# Brief
Using the listing below, set down exactly the lines starting at the line that contains "Target: tv antenna" and ending at the line that contains "Put a marker on every instance of the white siding", both included, and no others.

# Supplied information
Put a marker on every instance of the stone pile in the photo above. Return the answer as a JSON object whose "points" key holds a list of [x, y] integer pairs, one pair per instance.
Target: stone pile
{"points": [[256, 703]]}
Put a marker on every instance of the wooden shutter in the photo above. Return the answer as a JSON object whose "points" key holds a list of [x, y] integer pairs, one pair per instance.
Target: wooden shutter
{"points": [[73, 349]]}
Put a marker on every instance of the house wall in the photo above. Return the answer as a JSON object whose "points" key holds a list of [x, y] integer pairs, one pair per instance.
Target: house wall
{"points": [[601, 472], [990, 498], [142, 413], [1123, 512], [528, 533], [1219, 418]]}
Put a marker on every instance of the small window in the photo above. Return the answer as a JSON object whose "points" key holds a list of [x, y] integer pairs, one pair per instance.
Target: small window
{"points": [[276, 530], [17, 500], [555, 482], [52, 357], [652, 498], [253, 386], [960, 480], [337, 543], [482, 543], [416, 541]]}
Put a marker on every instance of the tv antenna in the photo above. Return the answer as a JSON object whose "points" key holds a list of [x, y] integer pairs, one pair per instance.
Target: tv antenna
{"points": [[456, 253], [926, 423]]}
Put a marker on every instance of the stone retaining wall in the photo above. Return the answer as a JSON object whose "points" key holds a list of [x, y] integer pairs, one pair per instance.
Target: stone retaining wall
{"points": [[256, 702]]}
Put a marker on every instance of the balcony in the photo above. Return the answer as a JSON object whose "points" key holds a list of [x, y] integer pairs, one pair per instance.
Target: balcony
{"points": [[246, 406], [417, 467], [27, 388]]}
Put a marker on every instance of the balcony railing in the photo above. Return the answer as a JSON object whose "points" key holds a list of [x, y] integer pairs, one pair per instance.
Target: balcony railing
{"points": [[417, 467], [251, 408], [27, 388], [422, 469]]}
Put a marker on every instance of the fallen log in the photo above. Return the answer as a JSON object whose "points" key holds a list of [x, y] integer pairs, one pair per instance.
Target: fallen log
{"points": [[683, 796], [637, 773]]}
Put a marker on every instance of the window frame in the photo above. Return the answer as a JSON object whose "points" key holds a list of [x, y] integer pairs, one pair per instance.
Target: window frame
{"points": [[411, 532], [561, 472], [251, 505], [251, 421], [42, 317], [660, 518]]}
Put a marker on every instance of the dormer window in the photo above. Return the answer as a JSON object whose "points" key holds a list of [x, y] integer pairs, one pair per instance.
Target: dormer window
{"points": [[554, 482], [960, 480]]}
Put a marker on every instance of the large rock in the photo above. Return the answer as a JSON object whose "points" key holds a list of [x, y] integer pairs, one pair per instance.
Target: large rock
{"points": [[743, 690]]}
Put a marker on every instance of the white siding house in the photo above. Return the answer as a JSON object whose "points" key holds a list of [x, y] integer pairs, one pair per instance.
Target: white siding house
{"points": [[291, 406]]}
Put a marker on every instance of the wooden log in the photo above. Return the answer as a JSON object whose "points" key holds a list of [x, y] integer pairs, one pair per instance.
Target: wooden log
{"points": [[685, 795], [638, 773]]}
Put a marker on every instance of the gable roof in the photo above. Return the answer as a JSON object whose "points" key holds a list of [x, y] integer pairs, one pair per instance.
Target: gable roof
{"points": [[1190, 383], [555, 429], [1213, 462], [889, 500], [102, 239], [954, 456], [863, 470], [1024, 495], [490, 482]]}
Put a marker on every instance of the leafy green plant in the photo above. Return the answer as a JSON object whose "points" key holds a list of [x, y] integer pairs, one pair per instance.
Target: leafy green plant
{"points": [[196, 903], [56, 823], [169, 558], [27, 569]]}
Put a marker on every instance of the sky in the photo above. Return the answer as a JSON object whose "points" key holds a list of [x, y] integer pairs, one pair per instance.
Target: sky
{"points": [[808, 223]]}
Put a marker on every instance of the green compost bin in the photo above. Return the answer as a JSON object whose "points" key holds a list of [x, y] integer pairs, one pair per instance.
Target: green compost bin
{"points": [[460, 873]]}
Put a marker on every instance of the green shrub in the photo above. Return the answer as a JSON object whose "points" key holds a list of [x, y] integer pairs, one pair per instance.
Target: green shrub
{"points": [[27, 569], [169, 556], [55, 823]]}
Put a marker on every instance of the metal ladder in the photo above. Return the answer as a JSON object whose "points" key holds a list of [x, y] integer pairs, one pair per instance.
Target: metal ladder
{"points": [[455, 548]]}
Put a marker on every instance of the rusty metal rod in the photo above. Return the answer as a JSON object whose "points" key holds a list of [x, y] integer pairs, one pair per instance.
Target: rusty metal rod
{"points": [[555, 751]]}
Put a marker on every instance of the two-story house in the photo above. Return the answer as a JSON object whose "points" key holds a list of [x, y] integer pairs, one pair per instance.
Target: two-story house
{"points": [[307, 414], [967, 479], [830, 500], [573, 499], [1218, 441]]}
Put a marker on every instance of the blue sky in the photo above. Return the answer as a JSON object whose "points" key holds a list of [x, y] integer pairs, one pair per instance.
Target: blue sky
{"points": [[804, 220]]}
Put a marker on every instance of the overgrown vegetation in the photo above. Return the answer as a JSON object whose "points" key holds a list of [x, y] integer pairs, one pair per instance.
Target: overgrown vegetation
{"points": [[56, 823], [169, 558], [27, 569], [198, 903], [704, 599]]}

--

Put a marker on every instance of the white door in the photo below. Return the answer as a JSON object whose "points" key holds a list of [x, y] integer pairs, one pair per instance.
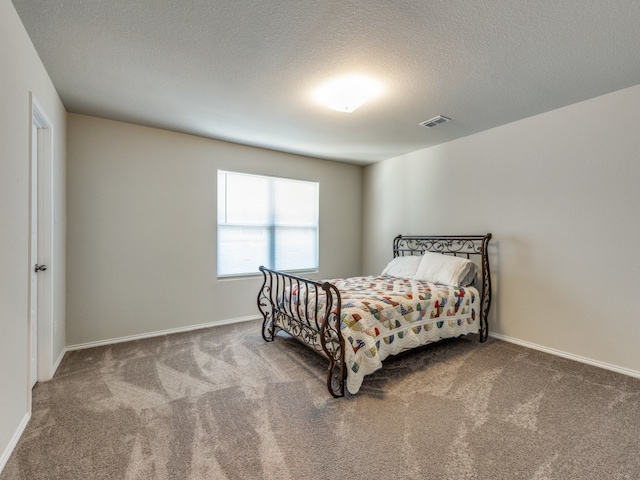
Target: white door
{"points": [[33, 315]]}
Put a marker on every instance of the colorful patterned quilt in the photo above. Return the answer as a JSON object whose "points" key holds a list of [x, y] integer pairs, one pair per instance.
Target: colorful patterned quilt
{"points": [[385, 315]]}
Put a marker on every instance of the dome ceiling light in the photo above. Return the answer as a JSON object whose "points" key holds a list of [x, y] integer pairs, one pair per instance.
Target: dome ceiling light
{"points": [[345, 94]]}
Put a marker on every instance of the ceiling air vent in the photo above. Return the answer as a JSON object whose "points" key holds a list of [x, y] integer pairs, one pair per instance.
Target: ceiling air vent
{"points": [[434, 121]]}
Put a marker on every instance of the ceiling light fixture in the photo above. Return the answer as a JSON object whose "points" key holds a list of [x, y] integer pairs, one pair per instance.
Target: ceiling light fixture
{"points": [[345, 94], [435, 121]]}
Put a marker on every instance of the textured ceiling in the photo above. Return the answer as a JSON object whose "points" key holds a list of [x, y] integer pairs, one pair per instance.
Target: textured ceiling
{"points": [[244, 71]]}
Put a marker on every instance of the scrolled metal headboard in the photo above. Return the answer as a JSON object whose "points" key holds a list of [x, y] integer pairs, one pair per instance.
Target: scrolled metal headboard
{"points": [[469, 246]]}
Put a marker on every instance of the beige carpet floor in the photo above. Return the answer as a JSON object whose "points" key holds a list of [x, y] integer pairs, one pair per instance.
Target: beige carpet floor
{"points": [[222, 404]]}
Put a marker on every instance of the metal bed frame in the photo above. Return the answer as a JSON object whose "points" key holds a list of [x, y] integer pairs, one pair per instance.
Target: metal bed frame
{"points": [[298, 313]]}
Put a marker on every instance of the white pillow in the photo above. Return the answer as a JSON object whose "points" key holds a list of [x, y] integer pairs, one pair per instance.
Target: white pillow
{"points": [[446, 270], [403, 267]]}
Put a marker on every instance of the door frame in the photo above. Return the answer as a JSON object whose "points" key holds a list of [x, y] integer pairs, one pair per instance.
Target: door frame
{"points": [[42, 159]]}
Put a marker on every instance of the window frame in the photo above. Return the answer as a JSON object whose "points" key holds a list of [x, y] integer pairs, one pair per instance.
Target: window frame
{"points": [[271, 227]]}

# Written reply
Target: tv antenna
{"points": [[456, 253], [926, 423]]}
Put a marker on every instance of the stone retaining wall in the photo above. Return the answer as a JSON object whose "points" key holds a list of [x, y] integer pairs, one pair per instance.
Target: stone retaining wall
{"points": [[256, 702]]}
Put a marker on every instance of the balcony in the photo above. Return the answer as a JSON object whose "points" key holds a list of [x, y] integer pairs, one pair per instance.
Target: balcony
{"points": [[246, 406], [417, 467], [27, 388]]}
Put a marker on every instance of the balcony railing in the photo above. Return the answer as a JSON object whose "points" key holds a list of [x, y] integer pairs, one pair per instance.
Target: balcony railing
{"points": [[417, 467], [251, 408], [27, 388], [422, 469]]}
Put a marker on every instance of the fallen log in the photo above. Return the answer as a JSON object whose "points" key holds a list of [x, y] integer pairs, one pair per instance.
Target: fallen log
{"points": [[683, 796], [637, 773]]}
Put a marker on every instance of the window frame in the photo above. Return the answer as a JSON object whose "points" key holds a list of [x, y] integer pairs, one pair per instance.
Target: window frame
{"points": [[411, 532], [561, 472], [251, 505], [251, 421], [42, 317], [660, 518]]}
Put a marker on every instance of the dormer window in the photo above. Return the answer as a JSON object whose "points" key holds a list of [x, y] integer pairs, one pair per instance.
Target: dormer window
{"points": [[554, 482], [960, 480]]}
Put a marker on every instance of the large rock in the photo above. Return the answer as a JSON object whose "points" key holds a list of [x, y] integer pairs, one pair per instance.
Target: large rock
{"points": [[743, 690]]}
Put a marker on every instance of the white siding house in the photo above. Return the answer as a JSON object whose "points" key holds a list of [x, y] integer pairs, one pair per instance.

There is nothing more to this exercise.